The research discusses the interaction between carbon monoxide (CO) and various proteins subsequently modifying several biological functions like methionine biosynthesis, heme metabolism, and cell protection; for instance, CO interacts with acireductone dioxygenase 1 (ADI1) and biliverdin reductase B (BLVRB), which has various negative effects on several cellular and metabolic functions. CO at low concentrations (about 10–15 ppm) seems to enhance erythropoiesis and affects methionine metabolism, while higher concentrations (>50 ppm) interfere with the proper functioning of hemoglobin, meaning cellular respiration is affected, and oxidative stresses occur. Such interactions may bring serious implications for health, such as respiratory and cognitive defects. In addition, the involved proteins may link with different biological pathways such as heme biosynthesis, platelet degranulation, and oxidative stress defense, thus emphasizing that CO exposure can have a very far-reaching effect.
Hydrogen sulfide (H2S) also inhibits key enzymes involved in the metabolism of homocysteine and sulfur-containing compounds and methylation processes. H2S inhibits essential enzymes such as betaine homocysteine S-methyltransferase (BHMT) and cystathionine beta-synthase (CBS), which disrupts proper metabolism. A low dose of H2S stimulates homocysteine metabolism and the methionine cycle, while a higher concentration gradually oxidizes enzymes, inhibits transcription, and damages further cellular function and metabolism. The critical pathways’ interaction with H2S mainly takes part in sulfur metabolism, methylation, and the regulation of homocysteine.

**Collected data**

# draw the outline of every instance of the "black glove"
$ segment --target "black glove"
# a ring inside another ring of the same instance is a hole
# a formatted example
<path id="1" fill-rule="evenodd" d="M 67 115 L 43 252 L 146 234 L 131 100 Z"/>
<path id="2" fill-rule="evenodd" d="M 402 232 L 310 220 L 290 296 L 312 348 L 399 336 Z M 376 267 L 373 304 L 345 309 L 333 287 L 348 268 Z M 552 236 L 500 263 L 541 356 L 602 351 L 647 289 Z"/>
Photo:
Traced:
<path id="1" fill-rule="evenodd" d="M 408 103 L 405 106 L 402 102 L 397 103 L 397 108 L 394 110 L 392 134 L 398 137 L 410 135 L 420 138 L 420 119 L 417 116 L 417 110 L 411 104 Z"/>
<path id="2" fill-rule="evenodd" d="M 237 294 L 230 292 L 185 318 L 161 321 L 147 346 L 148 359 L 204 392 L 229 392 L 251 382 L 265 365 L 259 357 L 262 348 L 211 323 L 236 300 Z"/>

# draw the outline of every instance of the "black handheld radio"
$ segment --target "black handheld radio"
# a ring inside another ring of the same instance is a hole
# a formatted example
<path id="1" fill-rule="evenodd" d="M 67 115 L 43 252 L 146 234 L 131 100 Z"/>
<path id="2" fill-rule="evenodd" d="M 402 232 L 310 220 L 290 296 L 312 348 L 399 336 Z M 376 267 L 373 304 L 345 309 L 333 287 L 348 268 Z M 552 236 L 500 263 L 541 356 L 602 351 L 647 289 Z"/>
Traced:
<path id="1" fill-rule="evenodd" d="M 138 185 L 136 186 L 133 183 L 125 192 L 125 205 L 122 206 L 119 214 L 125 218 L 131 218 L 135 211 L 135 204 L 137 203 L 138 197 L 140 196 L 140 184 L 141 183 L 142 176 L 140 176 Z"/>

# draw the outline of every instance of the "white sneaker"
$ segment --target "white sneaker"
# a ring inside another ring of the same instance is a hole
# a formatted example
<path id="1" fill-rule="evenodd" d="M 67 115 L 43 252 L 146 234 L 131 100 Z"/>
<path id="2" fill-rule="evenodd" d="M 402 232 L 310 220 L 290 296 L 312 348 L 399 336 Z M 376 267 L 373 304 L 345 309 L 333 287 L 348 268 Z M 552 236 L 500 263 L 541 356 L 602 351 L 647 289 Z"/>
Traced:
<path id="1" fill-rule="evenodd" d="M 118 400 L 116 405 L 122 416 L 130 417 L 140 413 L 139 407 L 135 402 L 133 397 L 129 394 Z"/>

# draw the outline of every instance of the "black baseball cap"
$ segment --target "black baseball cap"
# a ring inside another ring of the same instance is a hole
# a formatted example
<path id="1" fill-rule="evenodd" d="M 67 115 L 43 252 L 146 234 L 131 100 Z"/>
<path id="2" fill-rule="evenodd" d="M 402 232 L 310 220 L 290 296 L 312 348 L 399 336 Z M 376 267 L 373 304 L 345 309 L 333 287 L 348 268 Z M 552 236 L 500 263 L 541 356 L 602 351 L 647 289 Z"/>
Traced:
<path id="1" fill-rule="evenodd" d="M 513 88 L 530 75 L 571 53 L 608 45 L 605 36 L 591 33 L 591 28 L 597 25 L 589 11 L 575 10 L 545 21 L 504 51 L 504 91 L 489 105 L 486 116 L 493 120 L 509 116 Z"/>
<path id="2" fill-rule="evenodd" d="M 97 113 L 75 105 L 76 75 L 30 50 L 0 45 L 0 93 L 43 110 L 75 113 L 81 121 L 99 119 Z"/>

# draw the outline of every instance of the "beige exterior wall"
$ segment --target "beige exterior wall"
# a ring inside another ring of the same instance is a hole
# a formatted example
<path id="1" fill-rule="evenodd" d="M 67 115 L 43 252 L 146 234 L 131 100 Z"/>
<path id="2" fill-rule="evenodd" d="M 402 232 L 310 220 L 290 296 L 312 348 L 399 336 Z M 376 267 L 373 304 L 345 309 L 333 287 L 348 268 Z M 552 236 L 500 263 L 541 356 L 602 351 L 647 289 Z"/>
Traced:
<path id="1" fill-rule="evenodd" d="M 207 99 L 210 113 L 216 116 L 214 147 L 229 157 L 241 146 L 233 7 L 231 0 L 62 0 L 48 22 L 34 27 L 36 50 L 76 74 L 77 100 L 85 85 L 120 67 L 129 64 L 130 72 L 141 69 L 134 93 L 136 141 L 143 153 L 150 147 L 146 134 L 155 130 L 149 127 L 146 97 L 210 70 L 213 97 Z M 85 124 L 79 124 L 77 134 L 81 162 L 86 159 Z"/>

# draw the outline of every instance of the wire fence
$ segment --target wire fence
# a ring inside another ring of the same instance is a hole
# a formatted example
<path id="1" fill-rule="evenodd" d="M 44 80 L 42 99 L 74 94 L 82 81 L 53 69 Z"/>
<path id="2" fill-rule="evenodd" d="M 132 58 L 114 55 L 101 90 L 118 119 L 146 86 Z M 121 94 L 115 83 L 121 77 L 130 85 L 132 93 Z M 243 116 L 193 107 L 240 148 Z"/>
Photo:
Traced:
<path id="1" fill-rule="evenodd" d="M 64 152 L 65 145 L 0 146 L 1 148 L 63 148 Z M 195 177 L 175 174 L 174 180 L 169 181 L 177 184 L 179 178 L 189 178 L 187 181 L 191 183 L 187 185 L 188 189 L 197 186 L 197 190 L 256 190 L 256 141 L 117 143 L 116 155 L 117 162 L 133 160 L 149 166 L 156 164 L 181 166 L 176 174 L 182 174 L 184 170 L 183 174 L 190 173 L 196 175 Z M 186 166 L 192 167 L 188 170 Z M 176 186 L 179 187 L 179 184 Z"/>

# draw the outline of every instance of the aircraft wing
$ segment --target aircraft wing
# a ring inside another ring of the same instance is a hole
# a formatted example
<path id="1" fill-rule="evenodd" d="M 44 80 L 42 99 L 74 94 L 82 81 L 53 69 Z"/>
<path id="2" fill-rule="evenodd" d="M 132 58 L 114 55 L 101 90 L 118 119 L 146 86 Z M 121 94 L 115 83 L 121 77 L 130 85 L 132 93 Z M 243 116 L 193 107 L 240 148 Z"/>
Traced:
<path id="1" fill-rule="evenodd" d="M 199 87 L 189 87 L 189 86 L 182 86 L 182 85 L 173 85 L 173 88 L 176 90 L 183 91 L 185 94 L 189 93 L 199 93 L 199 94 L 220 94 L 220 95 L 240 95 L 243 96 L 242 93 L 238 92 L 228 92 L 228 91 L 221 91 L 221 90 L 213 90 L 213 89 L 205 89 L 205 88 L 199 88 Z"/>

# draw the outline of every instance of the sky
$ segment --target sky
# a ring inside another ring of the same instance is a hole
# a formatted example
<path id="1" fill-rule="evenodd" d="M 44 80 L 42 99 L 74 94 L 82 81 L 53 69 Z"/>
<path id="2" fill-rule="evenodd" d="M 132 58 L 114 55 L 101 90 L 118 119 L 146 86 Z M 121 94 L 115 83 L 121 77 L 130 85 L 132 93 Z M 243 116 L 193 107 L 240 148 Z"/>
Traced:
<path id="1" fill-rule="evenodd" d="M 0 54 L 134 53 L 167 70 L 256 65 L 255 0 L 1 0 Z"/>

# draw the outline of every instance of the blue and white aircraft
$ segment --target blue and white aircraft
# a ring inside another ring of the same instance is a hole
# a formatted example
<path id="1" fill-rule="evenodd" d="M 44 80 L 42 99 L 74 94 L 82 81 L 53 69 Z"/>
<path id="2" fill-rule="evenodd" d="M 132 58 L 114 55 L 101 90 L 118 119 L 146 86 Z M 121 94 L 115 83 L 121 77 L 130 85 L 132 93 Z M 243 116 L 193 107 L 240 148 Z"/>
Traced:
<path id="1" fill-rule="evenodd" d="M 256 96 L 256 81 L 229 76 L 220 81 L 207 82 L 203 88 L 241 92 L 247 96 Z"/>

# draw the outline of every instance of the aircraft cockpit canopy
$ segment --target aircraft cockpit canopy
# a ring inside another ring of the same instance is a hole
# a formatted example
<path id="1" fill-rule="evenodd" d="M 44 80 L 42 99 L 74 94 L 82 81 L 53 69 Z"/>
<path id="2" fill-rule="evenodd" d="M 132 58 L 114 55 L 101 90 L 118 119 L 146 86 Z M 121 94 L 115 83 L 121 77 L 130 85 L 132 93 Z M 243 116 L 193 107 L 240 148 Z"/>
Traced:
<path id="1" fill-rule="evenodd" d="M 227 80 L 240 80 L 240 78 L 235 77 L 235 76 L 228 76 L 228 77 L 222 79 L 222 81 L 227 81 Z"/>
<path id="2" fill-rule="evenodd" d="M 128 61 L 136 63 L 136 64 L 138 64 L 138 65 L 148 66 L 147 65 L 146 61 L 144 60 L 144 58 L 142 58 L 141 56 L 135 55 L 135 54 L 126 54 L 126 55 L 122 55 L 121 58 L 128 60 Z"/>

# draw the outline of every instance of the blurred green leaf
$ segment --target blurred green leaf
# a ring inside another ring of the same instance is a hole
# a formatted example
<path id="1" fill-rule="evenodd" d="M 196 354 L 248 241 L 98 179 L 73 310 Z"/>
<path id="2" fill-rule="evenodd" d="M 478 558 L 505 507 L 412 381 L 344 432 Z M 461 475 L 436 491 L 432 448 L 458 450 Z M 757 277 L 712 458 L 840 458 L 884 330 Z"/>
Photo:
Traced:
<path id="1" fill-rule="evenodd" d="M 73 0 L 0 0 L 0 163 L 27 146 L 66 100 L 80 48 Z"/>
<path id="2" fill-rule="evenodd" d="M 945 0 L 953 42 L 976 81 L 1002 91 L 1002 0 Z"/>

**QUESTIONS**
[a] Copy out the passage on carbon monoxide and hydrogen sulfide, starting at "Hydrogen sulfide (H2S)" and ending at "regulation of homocysteine.".
[b] Write what comes next in the passage on carbon monoxide and hydrogen sulfide, picking up after its final sentence.
None of these lines is needed for the work here.

**EXPECTED OUTPUTS**
[a]
Hydrogen sulfide (H2S) also inhibits key enzymes involved in the metabolism of homocysteine and sulfur-containing compounds and methylation processes. H2S inhibits essential enzymes such as betaine homocysteine S-methyltransferase (BHMT) and cystathionine beta-synthase (CBS), which disrupts proper metabolism. A low dose of H2S stimulates homocysteine metabolism and the methionine cycle, while a higher concentration gradually oxidizes enzymes, inhibits transcription, and damages further cellular function and metabolism. The critical pathways’ interaction with H2S mainly takes part in sulfur metabolism, methylation, and the regulation of homocysteine.

[b]
Also identified were critical proteins with high centralities in the network of protein interactions for both CO and H2S. For CO, involved in heme metabolism, cellular immunity, and stress response are proteins such as FECH, HMOX1, and ALB, while for H2S, CTH, CBS, and CBSL are involved in sulfur metabolism, amino acid regulation, and redox balance. The study further elaborates on these proteins’ regulatory roles in diverse biochemical processes, such as porphyrin metabolism and sulfur amino acid metabolism, as well as the regulation of gene expression, all of which emphasize how CO and H2S exert profound effects on human well-being.
In conclusion, molecular interactions between pollutants and proteins, in terms of their biological effects, are undoubtedly of great importance for understanding the health consequences of air pollution. Large strides forward in bioinformatics and computational biology, including the STITCH 4.0 and STRING 9.0 tools, have made it possible to elucidate the chemical–protein interaction networks and protein–protein interaction pathways and elaborate the molecular mechanisms of air-pollution-related diseases. Further digging into these networks and the disruption caused to biological processes may help to determine health outcomes, suggest new therapeutic approaches, and possibly prevent or ameliorate air pollution’s harmful effects. This type of research is certainly of the utmost importance in matters of public health and will form a stronger basis for understanding how the environment can influence human disease.